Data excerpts
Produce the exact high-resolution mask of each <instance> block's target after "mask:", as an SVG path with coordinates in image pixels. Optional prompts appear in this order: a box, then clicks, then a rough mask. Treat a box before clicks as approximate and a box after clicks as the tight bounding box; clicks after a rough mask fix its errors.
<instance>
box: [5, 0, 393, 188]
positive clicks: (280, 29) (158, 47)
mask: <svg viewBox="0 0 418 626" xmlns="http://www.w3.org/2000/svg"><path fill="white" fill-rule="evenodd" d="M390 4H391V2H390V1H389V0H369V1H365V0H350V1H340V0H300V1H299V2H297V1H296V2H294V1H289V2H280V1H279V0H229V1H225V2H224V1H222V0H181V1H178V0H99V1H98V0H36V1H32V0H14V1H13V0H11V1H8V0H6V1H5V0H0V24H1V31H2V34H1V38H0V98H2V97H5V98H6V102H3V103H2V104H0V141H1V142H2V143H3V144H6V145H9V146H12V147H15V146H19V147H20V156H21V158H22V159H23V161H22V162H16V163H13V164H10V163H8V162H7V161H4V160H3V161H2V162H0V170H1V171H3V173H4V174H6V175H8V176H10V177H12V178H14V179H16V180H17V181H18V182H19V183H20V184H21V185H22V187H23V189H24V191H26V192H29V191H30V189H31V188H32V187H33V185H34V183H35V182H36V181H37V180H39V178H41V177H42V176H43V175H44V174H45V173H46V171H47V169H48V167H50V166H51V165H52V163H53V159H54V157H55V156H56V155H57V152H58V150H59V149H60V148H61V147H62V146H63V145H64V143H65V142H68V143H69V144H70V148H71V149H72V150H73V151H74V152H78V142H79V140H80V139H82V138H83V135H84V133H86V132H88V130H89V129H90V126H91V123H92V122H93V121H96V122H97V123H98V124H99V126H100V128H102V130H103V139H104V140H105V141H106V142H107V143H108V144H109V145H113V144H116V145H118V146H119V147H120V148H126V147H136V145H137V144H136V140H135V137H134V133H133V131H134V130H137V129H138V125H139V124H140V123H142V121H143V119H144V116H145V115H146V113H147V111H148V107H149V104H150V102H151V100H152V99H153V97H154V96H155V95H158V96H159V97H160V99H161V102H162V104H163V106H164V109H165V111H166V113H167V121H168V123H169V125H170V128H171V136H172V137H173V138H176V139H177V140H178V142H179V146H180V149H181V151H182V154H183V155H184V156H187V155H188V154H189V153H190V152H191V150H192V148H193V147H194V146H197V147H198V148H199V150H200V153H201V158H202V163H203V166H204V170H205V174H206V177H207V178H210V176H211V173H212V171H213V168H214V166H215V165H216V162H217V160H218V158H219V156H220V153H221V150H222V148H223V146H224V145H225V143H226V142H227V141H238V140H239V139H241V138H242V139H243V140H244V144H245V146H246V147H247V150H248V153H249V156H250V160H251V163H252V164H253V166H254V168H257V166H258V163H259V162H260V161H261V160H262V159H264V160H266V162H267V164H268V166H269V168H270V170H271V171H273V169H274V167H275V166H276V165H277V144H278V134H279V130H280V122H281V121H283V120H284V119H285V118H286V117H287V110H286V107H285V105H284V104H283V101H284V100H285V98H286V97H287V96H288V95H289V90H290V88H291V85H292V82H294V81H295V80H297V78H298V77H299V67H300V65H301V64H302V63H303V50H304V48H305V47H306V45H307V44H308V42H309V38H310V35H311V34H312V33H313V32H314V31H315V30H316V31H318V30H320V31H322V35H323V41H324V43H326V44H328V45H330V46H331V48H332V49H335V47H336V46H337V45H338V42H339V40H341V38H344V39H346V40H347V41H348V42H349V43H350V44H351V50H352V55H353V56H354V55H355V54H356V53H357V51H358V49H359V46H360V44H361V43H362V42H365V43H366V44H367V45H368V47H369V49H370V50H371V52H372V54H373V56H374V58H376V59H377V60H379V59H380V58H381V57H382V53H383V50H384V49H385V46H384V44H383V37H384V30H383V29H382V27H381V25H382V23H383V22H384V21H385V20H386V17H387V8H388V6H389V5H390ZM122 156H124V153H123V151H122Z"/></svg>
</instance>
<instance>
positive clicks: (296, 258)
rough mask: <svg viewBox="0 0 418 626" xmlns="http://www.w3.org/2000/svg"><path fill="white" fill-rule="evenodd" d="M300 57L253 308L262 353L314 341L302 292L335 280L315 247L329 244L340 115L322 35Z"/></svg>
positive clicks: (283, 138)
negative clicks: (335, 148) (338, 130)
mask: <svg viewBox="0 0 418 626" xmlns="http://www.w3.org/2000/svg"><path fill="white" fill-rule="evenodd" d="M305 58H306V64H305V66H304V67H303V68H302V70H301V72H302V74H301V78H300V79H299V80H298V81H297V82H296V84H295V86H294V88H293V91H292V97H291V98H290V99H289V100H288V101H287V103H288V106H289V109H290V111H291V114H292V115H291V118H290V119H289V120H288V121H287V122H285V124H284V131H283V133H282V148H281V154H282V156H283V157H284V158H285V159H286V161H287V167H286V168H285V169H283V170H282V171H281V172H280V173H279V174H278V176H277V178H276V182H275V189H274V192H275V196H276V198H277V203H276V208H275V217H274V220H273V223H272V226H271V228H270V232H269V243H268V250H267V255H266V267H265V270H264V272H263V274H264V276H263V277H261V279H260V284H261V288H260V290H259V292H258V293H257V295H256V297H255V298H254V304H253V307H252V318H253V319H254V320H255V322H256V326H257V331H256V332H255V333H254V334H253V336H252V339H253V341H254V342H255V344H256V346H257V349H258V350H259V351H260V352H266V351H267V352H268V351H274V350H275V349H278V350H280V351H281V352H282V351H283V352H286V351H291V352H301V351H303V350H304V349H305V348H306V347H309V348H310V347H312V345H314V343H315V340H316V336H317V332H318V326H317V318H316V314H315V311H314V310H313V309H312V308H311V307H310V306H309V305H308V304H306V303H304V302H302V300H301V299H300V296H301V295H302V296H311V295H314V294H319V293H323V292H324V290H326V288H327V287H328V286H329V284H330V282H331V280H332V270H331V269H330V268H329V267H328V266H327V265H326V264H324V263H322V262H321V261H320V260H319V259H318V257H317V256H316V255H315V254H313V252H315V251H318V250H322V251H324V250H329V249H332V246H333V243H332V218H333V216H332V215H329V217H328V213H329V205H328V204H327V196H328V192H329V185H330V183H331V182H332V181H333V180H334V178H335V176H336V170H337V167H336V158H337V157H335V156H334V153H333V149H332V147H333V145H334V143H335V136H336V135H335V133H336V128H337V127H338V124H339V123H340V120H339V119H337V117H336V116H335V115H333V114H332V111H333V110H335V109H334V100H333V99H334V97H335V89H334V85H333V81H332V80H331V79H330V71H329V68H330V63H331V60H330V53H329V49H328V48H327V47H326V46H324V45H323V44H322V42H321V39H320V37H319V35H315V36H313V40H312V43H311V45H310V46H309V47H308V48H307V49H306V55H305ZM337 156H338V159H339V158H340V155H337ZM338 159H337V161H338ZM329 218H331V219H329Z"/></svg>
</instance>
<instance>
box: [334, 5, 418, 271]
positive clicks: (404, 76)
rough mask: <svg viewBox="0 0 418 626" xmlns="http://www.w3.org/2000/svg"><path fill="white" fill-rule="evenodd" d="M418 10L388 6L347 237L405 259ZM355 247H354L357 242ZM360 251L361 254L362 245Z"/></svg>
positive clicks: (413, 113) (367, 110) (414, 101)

EXERCISE REQUIREMENTS - An exact written copy of every entry is the required answer.

WRITTEN ANSWER -
Produce the exact high-resolution mask of each <instance> block's target after "mask:", as an SVG path with coordinates in image pixels. Optional prompts appear in this order: a box, then clicks, then a rough mask. Treat a box before clicks as approximate and a box after clicks as the tight bounding box; clicks after a rough mask fix its errors.
<instance>
box: [5, 0, 393, 188]
positive clicks: (280, 29) (158, 47)
mask: <svg viewBox="0 0 418 626" xmlns="http://www.w3.org/2000/svg"><path fill="white" fill-rule="evenodd" d="M390 4H391V2H390V1H389V0H369V1H365V0H350V1H340V0H300V1H299V2H297V1H296V2H294V1H289V2H280V1H279V0H229V1H225V2H224V1H222V0H181V1H178V0H99V1H98V0H36V1H32V0H14V1H13V0H11V1H8V0H6V1H5V0H0V24H1V31H2V34H1V38H0V98H2V97H5V98H6V102H3V103H2V104H0V141H1V142H2V143H3V144H6V145H9V146H12V147H15V146H19V147H20V156H21V158H22V159H23V161H22V162H16V163H13V164H10V163H8V162H7V161H4V160H3V161H2V162H0V170H1V171H3V173H4V174H6V175H8V176H10V177H12V178H14V179H16V180H17V181H18V182H19V183H20V184H21V185H22V187H23V189H24V191H26V192H29V191H30V189H31V188H32V187H33V185H34V183H35V182H36V181H37V180H39V178H41V177H42V176H43V175H44V174H45V173H46V171H47V169H48V167H50V166H51V165H52V163H53V159H54V157H55V156H56V155H57V152H58V150H59V149H60V148H61V147H62V146H63V145H64V143H65V142H68V143H69V144H70V148H71V149H72V150H73V151H74V152H78V142H79V140H80V139H82V138H83V135H84V133H86V132H88V130H89V129H90V126H91V123H92V122H93V121H96V122H97V123H98V124H99V126H100V128H102V130H103V139H104V140H105V141H106V142H107V143H108V144H109V145H113V144H116V145H118V146H119V147H120V148H126V147H136V145H137V144H136V140H135V137H134V133H133V131H134V130H137V129H138V125H139V124H140V123H142V121H143V119H144V116H145V115H146V113H147V111H148V107H149V104H150V102H151V100H152V99H153V97H154V96H155V95H158V96H159V97H160V99H161V102H162V104H163V106H164V109H165V111H166V113H167V121H168V123H169V125H170V128H171V136H172V137H173V138H176V139H177V140H178V142H179V146H180V149H181V151H182V154H183V155H184V156H187V155H188V154H189V153H190V152H191V150H192V148H193V147H194V146H197V147H198V148H199V150H200V153H201V158H202V163H203V166H204V170H205V174H206V177H207V178H210V176H211V173H212V171H213V168H214V166H215V165H216V162H217V160H218V158H219V156H220V153H221V150H222V148H223V146H224V145H225V143H226V142H227V141H238V140H239V139H241V138H242V139H243V140H244V144H245V146H246V147H247V150H248V153H249V156H250V160H251V163H252V164H253V166H254V168H257V166H258V163H259V162H260V161H261V160H262V159H264V160H266V162H267V164H268V166H269V168H270V170H271V171H273V169H274V167H275V166H276V165H277V144H278V134H279V130H280V122H281V121H283V120H284V119H285V118H286V117H287V110H286V107H285V105H284V104H283V101H284V100H285V98H286V97H287V96H288V95H289V90H290V88H291V85H292V82H294V81H295V80H297V78H298V77H299V67H300V65H301V64H302V63H303V50H304V48H305V47H306V45H307V44H308V42H309V38H310V35H311V34H312V33H313V32H314V31H315V30H316V31H318V30H320V31H322V35H323V41H324V43H326V44H328V45H330V46H331V48H332V49H335V47H336V46H337V45H338V42H339V40H341V38H344V39H346V40H347V41H348V42H349V43H350V44H351V50H352V55H353V56H354V55H355V54H356V53H357V51H358V49H359V46H360V44H361V43H362V42H365V43H366V44H367V45H368V47H369V49H370V50H371V52H372V54H373V56H374V58H376V59H377V60H379V59H380V58H381V57H382V53H383V50H384V49H385V46H384V44H383V37H384V30H383V29H382V27H381V25H382V23H383V22H384V21H385V20H386V17H387V8H388V6H389V5H390ZM122 156H124V153H123V151H122Z"/></svg>
</instance>
<instance>
positive clicks: (296, 258)
rough mask: <svg viewBox="0 0 418 626" xmlns="http://www.w3.org/2000/svg"><path fill="white" fill-rule="evenodd" d="M300 57L253 308L262 353L314 341L302 292L335 280L315 247L329 244L340 115L322 35Z"/></svg>
positive clicks: (283, 138)
negative clicks: (335, 148) (338, 130)
mask: <svg viewBox="0 0 418 626" xmlns="http://www.w3.org/2000/svg"><path fill="white" fill-rule="evenodd" d="M305 58H306V64H305V66H304V67H303V68H302V70H301V72H302V74H301V78H300V79H299V80H298V81H297V82H296V84H295V86H294V88H293V91H292V97H291V98H290V99H289V100H288V101H287V103H288V106H289V109H290V111H291V114H292V115H291V118H290V119H289V120H288V121H287V122H285V124H284V131H283V133H282V148H281V154H282V156H283V157H284V158H285V159H286V161H287V167H286V168H285V169H283V170H282V171H281V172H280V173H279V174H278V176H277V178H276V182H275V189H274V192H275V196H276V198H277V203H276V208H275V217H274V220H273V223H272V226H271V228H270V232H269V243H268V250H267V255H266V267H265V270H264V272H263V274H264V276H263V277H261V279H260V284H261V288H260V290H259V292H258V293H257V295H256V297H255V298H254V304H253V307H252V318H253V319H254V320H255V322H256V326H257V331H256V332H255V333H254V334H253V336H252V339H253V341H254V342H255V344H256V346H257V349H258V350H259V351H260V352H266V351H267V352H268V351H274V350H275V349H278V350H280V351H281V352H282V351H283V352H286V351H291V352H301V351H303V350H304V349H305V348H306V347H309V348H310V347H312V345H314V343H315V340H316V336H317V332H318V326H317V318H316V314H315V311H314V310H313V309H312V308H311V307H310V306H309V305H308V304H306V303H304V302H302V300H301V299H300V296H301V295H302V296H311V295H314V294H319V293H323V292H324V290H326V288H327V287H328V286H329V284H330V282H331V280H332V270H331V269H330V268H329V267H328V266H327V265H326V264H324V263H322V262H321V261H320V260H319V259H318V257H317V256H316V255H315V254H313V252H315V251H318V250H322V251H324V250H329V249H332V246H333V243H332V218H333V216H332V215H329V217H328V213H329V205H328V204H327V196H328V192H329V185H330V183H331V182H332V181H333V180H334V178H335V176H336V170H337V167H336V158H337V157H335V156H334V153H333V149H332V147H333V145H334V143H335V136H336V135H335V133H336V128H337V127H338V124H339V123H340V120H339V119H337V117H336V116H335V115H333V114H332V111H333V110H335V109H334V100H333V99H334V97H335V89H334V85H333V81H332V80H331V79H330V71H329V68H330V63H331V60H330V53H329V49H328V48H327V47H326V46H324V45H323V44H322V42H321V39H320V37H319V35H315V36H313V40H312V43H311V45H310V46H309V47H308V48H307V49H306V55H305ZM337 156H338V159H339V158H340V155H337ZM338 159H337V161H338ZM329 218H331V219H329Z"/></svg>
</instance>
<instance>
box: [334, 5, 418, 271]
positive clicks: (404, 76)
rough mask: <svg viewBox="0 0 418 626" xmlns="http://www.w3.org/2000/svg"><path fill="white" fill-rule="evenodd" d="M418 10L388 6L347 237L405 259ZM355 247H354L357 242ZM360 251L361 254L362 245Z"/></svg>
positive clicks: (413, 113) (367, 110) (414, 101)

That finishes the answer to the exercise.